━━━━━ Material to process

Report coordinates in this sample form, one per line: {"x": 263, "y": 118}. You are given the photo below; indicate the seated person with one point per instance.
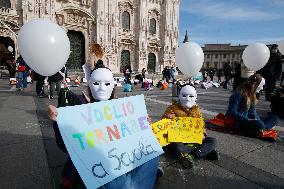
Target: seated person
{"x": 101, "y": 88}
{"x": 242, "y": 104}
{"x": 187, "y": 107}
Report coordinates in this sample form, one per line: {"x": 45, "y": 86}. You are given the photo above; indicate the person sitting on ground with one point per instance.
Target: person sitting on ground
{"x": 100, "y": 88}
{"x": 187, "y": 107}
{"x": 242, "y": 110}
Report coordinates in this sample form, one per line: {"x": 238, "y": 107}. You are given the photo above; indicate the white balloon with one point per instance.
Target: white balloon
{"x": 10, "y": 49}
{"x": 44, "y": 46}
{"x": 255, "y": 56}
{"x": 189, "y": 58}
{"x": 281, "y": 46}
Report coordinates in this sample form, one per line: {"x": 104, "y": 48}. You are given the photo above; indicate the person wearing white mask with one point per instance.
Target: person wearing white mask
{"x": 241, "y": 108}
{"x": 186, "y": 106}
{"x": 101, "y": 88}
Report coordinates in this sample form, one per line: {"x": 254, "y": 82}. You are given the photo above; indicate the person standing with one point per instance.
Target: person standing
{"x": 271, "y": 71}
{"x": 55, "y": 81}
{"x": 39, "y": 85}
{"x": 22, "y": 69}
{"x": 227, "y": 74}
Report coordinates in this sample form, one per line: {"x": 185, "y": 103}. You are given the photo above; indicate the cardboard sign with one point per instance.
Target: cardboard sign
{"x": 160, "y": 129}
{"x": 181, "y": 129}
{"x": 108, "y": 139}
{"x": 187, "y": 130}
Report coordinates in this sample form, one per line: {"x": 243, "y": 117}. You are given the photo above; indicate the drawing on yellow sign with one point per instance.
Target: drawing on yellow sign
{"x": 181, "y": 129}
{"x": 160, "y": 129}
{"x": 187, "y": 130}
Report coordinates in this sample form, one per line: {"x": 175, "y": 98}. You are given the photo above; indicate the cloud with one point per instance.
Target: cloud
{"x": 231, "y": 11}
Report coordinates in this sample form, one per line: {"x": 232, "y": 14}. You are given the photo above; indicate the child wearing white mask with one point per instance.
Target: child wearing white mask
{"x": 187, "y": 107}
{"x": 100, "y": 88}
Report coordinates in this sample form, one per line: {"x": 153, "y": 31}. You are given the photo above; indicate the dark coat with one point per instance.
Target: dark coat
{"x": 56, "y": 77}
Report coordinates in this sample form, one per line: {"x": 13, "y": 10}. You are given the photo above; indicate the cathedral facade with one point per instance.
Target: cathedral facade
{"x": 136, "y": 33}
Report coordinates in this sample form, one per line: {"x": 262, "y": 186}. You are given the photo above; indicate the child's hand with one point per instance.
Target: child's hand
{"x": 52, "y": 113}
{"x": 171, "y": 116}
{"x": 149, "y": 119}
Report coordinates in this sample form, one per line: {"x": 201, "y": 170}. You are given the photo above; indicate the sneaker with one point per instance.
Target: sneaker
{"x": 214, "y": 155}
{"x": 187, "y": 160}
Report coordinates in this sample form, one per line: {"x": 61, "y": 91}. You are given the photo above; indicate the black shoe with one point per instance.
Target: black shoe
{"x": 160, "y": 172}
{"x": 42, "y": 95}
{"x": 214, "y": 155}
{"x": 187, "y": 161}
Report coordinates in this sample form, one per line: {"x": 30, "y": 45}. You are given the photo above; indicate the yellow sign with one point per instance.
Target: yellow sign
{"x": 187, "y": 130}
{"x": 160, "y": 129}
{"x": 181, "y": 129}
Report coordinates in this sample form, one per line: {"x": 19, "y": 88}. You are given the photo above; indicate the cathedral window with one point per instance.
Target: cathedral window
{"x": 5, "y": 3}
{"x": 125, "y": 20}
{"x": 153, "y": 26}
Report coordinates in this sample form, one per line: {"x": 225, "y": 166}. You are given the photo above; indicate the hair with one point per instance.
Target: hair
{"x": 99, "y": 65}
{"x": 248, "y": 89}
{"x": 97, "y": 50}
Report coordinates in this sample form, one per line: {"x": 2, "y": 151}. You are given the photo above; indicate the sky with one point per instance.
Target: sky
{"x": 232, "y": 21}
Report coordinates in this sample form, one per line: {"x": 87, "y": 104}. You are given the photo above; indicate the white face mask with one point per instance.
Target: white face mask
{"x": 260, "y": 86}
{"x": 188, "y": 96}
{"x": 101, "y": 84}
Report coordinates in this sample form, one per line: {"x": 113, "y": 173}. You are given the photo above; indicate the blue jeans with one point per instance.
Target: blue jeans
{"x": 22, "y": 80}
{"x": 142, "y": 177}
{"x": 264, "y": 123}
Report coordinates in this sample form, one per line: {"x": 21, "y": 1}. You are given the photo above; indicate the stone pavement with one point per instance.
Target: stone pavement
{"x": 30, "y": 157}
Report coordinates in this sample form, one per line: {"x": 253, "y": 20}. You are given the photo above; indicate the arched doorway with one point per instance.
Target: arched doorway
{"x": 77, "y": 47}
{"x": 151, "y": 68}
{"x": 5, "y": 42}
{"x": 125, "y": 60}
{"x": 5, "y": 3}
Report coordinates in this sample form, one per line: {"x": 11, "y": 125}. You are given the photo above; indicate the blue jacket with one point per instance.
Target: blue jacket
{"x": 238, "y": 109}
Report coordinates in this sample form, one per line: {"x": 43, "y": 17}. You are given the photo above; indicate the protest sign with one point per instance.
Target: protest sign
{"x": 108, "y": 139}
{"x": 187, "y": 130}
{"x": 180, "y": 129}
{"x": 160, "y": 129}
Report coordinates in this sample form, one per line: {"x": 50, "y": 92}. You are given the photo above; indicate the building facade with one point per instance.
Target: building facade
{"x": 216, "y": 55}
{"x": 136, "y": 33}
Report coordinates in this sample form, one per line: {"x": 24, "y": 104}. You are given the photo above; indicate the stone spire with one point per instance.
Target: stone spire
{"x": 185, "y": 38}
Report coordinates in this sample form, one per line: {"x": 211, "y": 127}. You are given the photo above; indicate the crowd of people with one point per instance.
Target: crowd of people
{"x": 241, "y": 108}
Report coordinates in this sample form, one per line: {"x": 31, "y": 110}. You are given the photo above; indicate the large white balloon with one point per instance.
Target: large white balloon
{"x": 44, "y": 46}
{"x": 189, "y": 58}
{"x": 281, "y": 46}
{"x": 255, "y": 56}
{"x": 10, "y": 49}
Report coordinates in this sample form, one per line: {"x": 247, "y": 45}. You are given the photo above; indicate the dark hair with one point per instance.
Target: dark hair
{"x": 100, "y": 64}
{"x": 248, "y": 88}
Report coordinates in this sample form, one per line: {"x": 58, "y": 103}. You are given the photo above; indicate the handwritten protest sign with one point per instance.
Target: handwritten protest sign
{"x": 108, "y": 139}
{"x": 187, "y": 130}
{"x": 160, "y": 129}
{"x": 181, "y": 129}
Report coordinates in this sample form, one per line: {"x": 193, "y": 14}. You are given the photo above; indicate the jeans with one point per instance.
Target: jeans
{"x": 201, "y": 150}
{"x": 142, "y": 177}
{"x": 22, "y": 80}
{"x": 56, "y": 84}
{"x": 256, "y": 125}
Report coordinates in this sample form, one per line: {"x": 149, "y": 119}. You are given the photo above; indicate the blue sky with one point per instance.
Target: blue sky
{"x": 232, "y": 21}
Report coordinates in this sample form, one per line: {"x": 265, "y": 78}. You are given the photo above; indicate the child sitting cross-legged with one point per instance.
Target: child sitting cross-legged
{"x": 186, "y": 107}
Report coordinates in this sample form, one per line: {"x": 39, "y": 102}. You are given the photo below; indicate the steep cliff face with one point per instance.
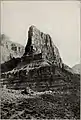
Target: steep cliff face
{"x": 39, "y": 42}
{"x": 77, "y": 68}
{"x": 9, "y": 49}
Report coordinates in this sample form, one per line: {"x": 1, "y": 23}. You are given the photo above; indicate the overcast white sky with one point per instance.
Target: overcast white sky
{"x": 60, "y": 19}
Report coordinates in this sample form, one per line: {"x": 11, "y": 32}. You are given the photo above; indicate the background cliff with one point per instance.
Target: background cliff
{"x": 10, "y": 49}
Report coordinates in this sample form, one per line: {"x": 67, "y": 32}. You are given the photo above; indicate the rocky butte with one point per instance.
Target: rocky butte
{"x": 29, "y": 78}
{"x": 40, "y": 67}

━━━━━━━━━━
━━━━━ Material to process

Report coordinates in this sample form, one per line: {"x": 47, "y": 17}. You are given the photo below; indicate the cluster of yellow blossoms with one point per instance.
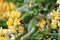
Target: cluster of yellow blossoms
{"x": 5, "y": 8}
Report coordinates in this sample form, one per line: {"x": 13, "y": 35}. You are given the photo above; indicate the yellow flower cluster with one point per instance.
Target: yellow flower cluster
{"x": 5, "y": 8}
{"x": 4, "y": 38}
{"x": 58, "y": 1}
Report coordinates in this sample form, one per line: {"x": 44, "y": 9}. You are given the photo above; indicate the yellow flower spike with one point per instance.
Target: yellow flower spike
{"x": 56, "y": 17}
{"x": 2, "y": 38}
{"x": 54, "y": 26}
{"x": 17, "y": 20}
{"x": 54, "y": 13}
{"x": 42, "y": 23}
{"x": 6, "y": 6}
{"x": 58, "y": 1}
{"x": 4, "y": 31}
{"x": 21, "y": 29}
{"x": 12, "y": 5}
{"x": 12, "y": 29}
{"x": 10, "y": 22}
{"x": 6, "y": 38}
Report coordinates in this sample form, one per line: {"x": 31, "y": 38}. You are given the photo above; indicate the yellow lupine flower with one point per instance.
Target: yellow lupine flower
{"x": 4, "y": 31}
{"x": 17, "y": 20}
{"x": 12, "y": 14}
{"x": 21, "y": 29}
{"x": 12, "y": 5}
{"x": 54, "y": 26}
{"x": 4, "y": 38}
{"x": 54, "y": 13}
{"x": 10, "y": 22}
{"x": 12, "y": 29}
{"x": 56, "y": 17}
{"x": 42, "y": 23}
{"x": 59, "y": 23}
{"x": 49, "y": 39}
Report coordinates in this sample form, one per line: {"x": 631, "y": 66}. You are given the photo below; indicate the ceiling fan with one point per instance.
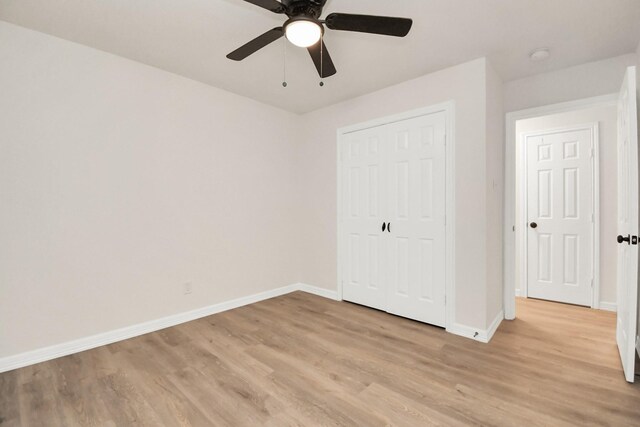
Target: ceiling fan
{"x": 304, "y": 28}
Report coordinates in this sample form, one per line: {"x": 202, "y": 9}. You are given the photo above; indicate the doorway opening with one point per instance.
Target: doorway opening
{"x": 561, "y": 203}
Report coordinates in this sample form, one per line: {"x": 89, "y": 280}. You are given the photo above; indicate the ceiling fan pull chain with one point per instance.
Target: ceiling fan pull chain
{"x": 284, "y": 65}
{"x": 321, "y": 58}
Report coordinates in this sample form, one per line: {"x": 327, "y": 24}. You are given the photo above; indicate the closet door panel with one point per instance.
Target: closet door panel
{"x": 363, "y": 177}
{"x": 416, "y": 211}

━━━━━━━━━━

Challenge:
From the lines above, copy out each line that contains the word "drawing", paying attention to case.

Exercise result:
Report coordinates in this sample form, one per line: {"x": 243, "y": 117}. You are given the photo above; indicate the drawing on yellow sign with one point per instance.
Target: drawing on yellow sign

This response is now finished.